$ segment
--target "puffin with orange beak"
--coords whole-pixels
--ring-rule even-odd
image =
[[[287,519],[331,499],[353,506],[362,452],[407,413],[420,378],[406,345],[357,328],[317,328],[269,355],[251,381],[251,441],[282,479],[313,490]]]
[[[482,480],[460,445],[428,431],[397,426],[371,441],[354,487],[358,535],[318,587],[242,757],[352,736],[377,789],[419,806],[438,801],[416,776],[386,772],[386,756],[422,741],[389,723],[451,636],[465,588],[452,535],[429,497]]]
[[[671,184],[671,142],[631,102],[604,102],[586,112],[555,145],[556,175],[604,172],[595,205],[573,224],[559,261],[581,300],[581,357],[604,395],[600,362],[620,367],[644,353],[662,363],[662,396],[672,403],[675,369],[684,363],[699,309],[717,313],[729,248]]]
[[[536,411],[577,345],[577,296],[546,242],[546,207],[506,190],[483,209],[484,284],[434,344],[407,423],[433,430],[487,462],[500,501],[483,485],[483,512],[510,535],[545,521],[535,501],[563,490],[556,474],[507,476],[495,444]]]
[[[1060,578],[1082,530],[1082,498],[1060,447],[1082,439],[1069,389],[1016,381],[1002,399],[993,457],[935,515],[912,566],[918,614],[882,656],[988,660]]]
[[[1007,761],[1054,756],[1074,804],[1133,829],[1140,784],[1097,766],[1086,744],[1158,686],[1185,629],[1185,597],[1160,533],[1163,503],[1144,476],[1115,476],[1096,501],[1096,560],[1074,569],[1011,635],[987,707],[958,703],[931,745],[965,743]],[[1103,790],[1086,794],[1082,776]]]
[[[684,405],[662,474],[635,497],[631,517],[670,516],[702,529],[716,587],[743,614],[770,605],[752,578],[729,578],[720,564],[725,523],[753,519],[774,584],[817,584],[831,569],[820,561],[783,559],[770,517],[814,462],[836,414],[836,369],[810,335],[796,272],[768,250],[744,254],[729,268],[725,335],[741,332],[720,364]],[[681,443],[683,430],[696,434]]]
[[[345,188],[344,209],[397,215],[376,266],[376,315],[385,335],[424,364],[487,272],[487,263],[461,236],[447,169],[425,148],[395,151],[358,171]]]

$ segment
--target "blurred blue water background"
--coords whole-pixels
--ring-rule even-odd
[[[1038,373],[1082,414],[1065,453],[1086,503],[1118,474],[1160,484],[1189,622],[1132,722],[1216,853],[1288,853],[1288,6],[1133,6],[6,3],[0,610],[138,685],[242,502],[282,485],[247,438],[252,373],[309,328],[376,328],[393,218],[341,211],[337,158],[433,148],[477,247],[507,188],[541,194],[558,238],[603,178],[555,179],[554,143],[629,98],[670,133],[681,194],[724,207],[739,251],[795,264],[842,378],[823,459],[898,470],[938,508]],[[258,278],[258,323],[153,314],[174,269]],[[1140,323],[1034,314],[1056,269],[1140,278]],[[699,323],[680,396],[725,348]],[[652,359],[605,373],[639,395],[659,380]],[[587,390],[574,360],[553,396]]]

· · ·

To do: Copy all the records above precisely.

Exercise response:
$ segment
--target "puffin with orange beak"
--coords whole-pixels
--ring-rule even-odd
image =
[[[287,519],[331,499],[353,506],[362,452],[407,413],[420,378],[406,345],[357,328],[317,328],[269,355],[251,381],[251,441],[282,479],[313,490]]]
[[[482,480],[460,445],[428,431],[397,426],[371,441],[354,487],[358,535],[318,587],[242,757],[352,736],[377,789],[419,806],[438,801],[416,776],[386,772],[386,756],[422,741],[389,723],[451,636],[465,588],[452,535],[429,497]]]
[[[671,184],[671,142],[631,102],[604,102],[586,112],[555,145],[556,175],[604,172],[595,205],[573,224],[559,261],[581,300],[581,357],[604,395],[600,362],[620,367],[644,353],[662,363],[662,396],[672,403],[675,369],[684,363],[699,309],[717,313],[729,248]]]
[[[536,411],[577,345],[577,296],[546,242],[546,207],[506,190],[483,209],[484,284],[434,344],[407,423],[433,430],[487,462],[500,501],[483,485],[483,512],[510,535],[545,521],[535,501],[563,490],[556,474],[507,476],[495,444]]]
[[[1060,578],[1082,530],[1082,498],[1060,447],[1082,439],[1069,389],[1016,381],[1002,399],[993,457],[935,515],[912,566],[918,614],[882,656],[988,660]]]
[[[1007,761],[1054,756],[1074,804],[1133,829],[1140,784],[1097,766],[1086,744],[1158,686],[1185,629],[1185,597],[1160,533],[1163,503],[1144,476],[1115,476],[1096,501],[1096,560],[1074,569],[1011,635],[987,707],[958,703],[931,745],[965,743]],[[1103,790],[1086,794],[1082,776]]]
[[[684,405],[662,474],[635,497],[631,517],[670,516],[702,529],[716,587],[743,614],[770,605],[752,578],[729,578],[720,564],[725,523],[753,519],[774,584],[817,584],[831,569],[820,561],[783,559],[770,517],[814,462],[836,414],[836,369],[810,335],[796,272],[768,250],[744,254],[729,268],[725,335],[741,332],[720,364]],[[681,443],[683,430],[696,434]]]
[[[345,188],[344,209],[397,215],[376,266],[376,315],[385,335],[424,364],[487,272],[487,263],[461,236],[447,169],[425,148],[395,151],[358,171]]]

$ segment
--target "blurred blue water background"
--coords whole-pixels
--ring-rule even-odd
[[[1038,373],[1082,414],[1065,453],[1086,503],[1118,474],[1160,484],[1189,622],[1132,722],[1216,853],[1288,853],[1288,6],[1133,6],[6,3],[0,610],[138,685],[242,502],[282,485],[247,438],[252,373],[309,328],[376,328],[393,218],[341,211],[337,158],[433,148],[477,247],[507,188],[541,194],[558,238],[603,178],[555,179],[554,143],[629,98],[670,133],[681,194],[724,207],[739,251],[795,264],[842,378],[823,459],[898,470],[938,508]],[[258,278],[258,323],[153,314],[174,269]],[[1140,323],[1034,314],[1056,269],[1140,278]],[[699,323],[680,396],[725,348]],[[652,359],[605,373],[639,395],[659,380]],[[587,390],[574,360],[553,396]]]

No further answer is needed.